A word-for-word copy of the listing, free of images, is the expected answer.

━━━━

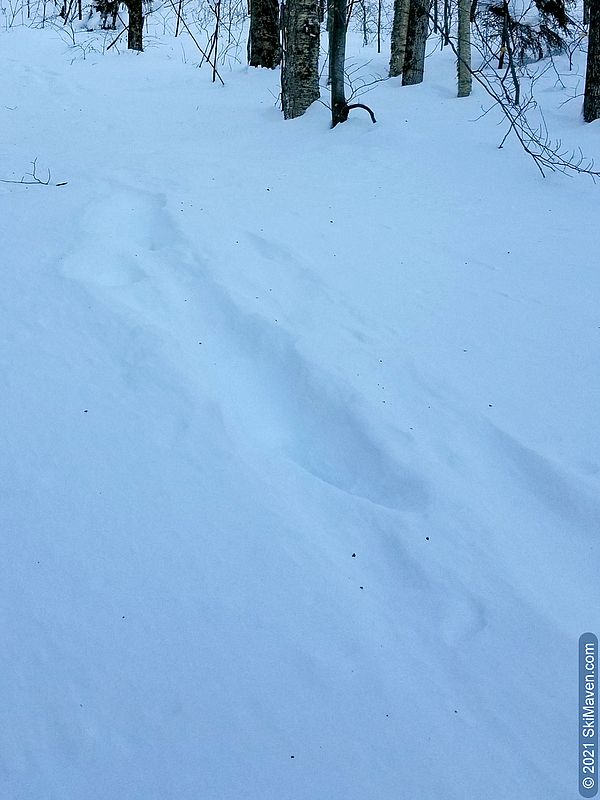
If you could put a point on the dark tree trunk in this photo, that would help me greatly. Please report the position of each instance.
(264, 49)
(398, 40)
(108, 9)
(465, 80)
(136, 25)
(300, 71)
(416, 39)
(591, 102)
(337, 60)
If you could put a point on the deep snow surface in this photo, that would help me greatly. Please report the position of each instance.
(300, 439)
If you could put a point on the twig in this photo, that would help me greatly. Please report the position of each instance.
(35, 179)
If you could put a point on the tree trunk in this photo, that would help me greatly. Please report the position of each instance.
(300, 71)
(264, 49)
(136, 25)
(591, 102)
(465, 79)
(337, 61)
(398, 41)
(416, 39)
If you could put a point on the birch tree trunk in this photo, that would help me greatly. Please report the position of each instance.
(398, 41)
(465, 79)
(416, 39)
(136, 25)
(300, 71)
(337, 60)
(591, 102)
(264, 49)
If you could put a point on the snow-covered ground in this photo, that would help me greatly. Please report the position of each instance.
(300, 438)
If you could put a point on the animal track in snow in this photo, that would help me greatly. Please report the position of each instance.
(135, 258)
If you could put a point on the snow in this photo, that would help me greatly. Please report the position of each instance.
(300, 434)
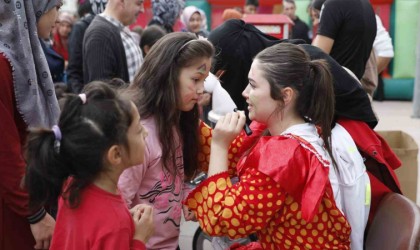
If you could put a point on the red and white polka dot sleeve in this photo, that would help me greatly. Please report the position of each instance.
(236, 210)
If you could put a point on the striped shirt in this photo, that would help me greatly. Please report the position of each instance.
(132, 49)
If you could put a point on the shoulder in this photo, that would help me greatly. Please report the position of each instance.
(100, 25)
(4, 63)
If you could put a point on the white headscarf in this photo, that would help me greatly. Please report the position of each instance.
(19, 43)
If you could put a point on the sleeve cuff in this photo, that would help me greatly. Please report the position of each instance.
(37, 217)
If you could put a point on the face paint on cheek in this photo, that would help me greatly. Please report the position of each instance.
(202, 69)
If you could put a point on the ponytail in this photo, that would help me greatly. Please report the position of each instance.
(321, 103)
(288, 65)
(88, 126)
(45, 172)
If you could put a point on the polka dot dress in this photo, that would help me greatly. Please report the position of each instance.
(204, 152)
(258, 204)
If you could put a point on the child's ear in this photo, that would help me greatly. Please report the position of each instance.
(114, 155)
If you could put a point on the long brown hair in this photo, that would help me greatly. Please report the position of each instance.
(157, 86)
(288, 65)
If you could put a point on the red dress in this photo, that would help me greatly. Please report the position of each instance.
(284, 196)
(15, 232)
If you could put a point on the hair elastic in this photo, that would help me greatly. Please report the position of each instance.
(83, 97)
(58, 136)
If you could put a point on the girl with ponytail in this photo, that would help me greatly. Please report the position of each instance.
(79, 162)
(284, 193)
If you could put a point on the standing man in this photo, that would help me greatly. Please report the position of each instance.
(109, 50)
(27, 100)
(251, 6)
(347, 29)
(300, 30)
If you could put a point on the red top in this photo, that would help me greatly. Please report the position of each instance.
(12, 137)
(284, 195)
(101, 221)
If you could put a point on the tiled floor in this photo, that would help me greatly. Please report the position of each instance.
(393, 115)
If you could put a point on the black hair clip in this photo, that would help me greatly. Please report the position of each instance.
(247, 129)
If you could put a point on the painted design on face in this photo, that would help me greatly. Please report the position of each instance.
(253, 100)
(202, 69)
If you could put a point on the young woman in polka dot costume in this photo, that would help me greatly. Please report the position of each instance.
(284, 194)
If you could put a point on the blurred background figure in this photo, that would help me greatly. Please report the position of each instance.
(193, 20)
(62, 34)
(251, 6)
(136, 33)
(300, 30)
(166, 13)
(149, 37)
(87, 11)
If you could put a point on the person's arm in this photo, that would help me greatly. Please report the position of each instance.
(131, 179)
(234, 208)
(12, 164)
(204, 152)
(75, 64)
(383, 46)
(382, 62)
(324, 43)
(118, 240)
(329, 26)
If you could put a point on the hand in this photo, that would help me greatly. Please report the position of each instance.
(227, 128)
(204, 99)
(188, 214)
(143, 222)
(135, 208)
(42, 232)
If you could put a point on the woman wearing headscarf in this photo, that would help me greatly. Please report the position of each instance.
(165, 13)
(236, 45)
(27, 99)
(62, 33)
(75, 45)
(194, 21)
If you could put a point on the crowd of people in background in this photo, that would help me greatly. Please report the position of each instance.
(104, 125)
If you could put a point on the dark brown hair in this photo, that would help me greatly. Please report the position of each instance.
(288, 65)
(157, 87)
(88, 131)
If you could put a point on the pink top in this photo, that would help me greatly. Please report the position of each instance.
(151, 184)
(100, 222)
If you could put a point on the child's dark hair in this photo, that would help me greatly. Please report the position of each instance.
(288, 65)
(87, 131)
(157, 85)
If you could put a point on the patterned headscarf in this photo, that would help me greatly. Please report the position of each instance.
(98, 6)
(166, 12)
(19, 43)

━━━━

- [Response to this exercise]:
If you could put a point on the dark tree trunk in this photo, that would help me greatly. Please report the position of each instance.
(264, 49)
(398, 40)
(108, 9)
(465, 80)
(136, 25)
(300, 71)
(416, 39)
(591, 102)
(337, 60)
If you could put a point on the deep snow surface in this photo, that would help me greatly. Please report the position of each instance.
(300, 439)
If you could put a point on the twig in this photo, that would help me greatly. Please report the position of each instance.
(35, 179)
If you could put a point on the tree trunk in this photo, that would help me greatly. Please report the position of each instance.
(300, 71)
(264, 49)
(136, 25)
(591, 102)
(465, 79)
(337, 61)
(398, 41)
(416, 39)
If you could put a point on the birch tree trunk in this photo, that would help me greatly. Please report the position of each instance.
(398, 41)
(465, 79)
(416, 39)
(136, 25)
(300, 71)
(337, 60)
(591, 102)
(264, 49)
If you could put a point on the snow-covered ground in this photo, that would help me greatly. Please report the position of each instance.
(300, 438)
If you could put a point on the animal track in snow in this photo, that would help me greatly. Please report the position of each instance.
(135, 258)
If you could put a point on the snow in this photo, that would help me greatly. Please report the position of each instance.
(300, 434)
If you could put a point on the red and white polka dot sleeve in this photo, that would help me greatly. Please report the position of each instance.
(236, 210)
If you could put a point on the striped shirt in this photo, that would help me greatly. Please report the position of each instance.
(132, 49)
If you could put a point on the shoulder in this photo, that would help me greatly. Please report the position of each instance.
(100, 25)
(4, 63)
If you could put a point on the white headscarf in this photo, that would help me greatly. Please report the position of each instance.
(19, 43)
If you could put a point on the sleeve cuff in this photo, that would help me greatly. Please report the position of each instance.
(37, 217)
If you could put a point on the face paint on cheek in this photo, that would help me greatly. Please report the position of each instance.
(202, 69)
If you could put a point on the ponytail in this photo, that would help me greatly. Please report the position of each instance.
(321, 103)
(288, 65)
(88, 126)
(45, 172)
If you could put a point on the polka dot dress in this photo, that would help me greatly. Please report the position of each instance.
(204, 152)
(258, 204)
If you could put a point on the child's ear in this photo, that would help me greatly. Please report the position of each instance.
(114, 155)
If you could put a point on the long brown hair in this photo, that would help me greatly. Please report the position of each instance.
(157, 86)
(288, 65)
If you could put a point on the red dress in this photo, that would help me greatly. Please report the position of each instance.
(284, 196)
(15, 232)
If you could put a point on the hair elastic in this photo, that would help me greatly. Please report the position of each instance.
(83, 97)
(58, 136)
If you could put a point on the girl with ponytail in this photo, that would help me greatly. Please report the position of each instance.
(79, 162)
(284, 193)
If you could put a point on the standing man in this photo, that would help me greatly. Please report the position of each instance.
(109, 50)
(27, 100)
(251, 6)
(347, 29)
(300, 30)
If you could put a point on the red top in this photo, that would help me greatly. Please report the position of each instance.
(12, 137)
(284, 195)
(101, 221)
If you could put a point on the tiled floor in this photo, that would help me greatly. Please report the position of each instance.
(393, 115)
If you could put a point on the black hair clip in this photo, that would help me greatly. Please report the position of each instance.
(247, 129)
If you could put a point on the painted design on face in this photo, that would help me greatly. Please report the position of each instance.
(253, 100)
(202, 69)
If you could put a point on the young woman in polka dot costume in this photo, that would help me greatly. Please report the position of each instance.
(284, 194)
If you could put a point on the blurred background figure in this photo, that would help me greatly. Please report the position of each instance.
(193, 20)
(62, 34)
(251, 6)
(136, 33)
(300, 30)
(166, 13)
(149, 37)
(87, 11)
If you could put a point on the person's arm in this photo, that would help me greatly. Please report the position of each instance.
(131, 179)
(234, 208)
(12, 164)
(204, 152)
(75, 64)
(383, 46)
(382, 62)
(324, 43)
(118, 240)
(329, 26)
If you could put a point on the hand in this photo, that would help me greatly. Please report the position of each instance.
(227, 128)
(204, 99)
(188, 214)
(143, 222)
(135, 208)
(42, 232)
If you could put a point on the woman wearing headscarf in this photo, that would help me greatly. Please report the position of each instance.
(165, 13)
(236, 45)
(27, 99)
(62, 33)
(75, 45)
(194, 21)
If you could put a point on the crowd of people in background in this photo, that would help me greatly. Please report the position of each instance.
(104, 125)
If you could put a point on the dark brown hair in this photo, that would help me greatly. Please report the position of each instance.
(288, 65)
(157, 87)
(88, 131)
If you could put a point on the pink top in this photo, that would help me greatly. Please report the position of each instance.
(151, 184)
(100, 222)
If you could put a point on the child's dark hair in this photo, that would help me greatly. Please report the position of each instance.
(288, 65)
(87, 131)
(157, 85)
If you could put a point on the patterned headscarf in this photo, that would help me greatly. Please report the position of each instance.
(98, 6)
(166, 12)
(19, 43)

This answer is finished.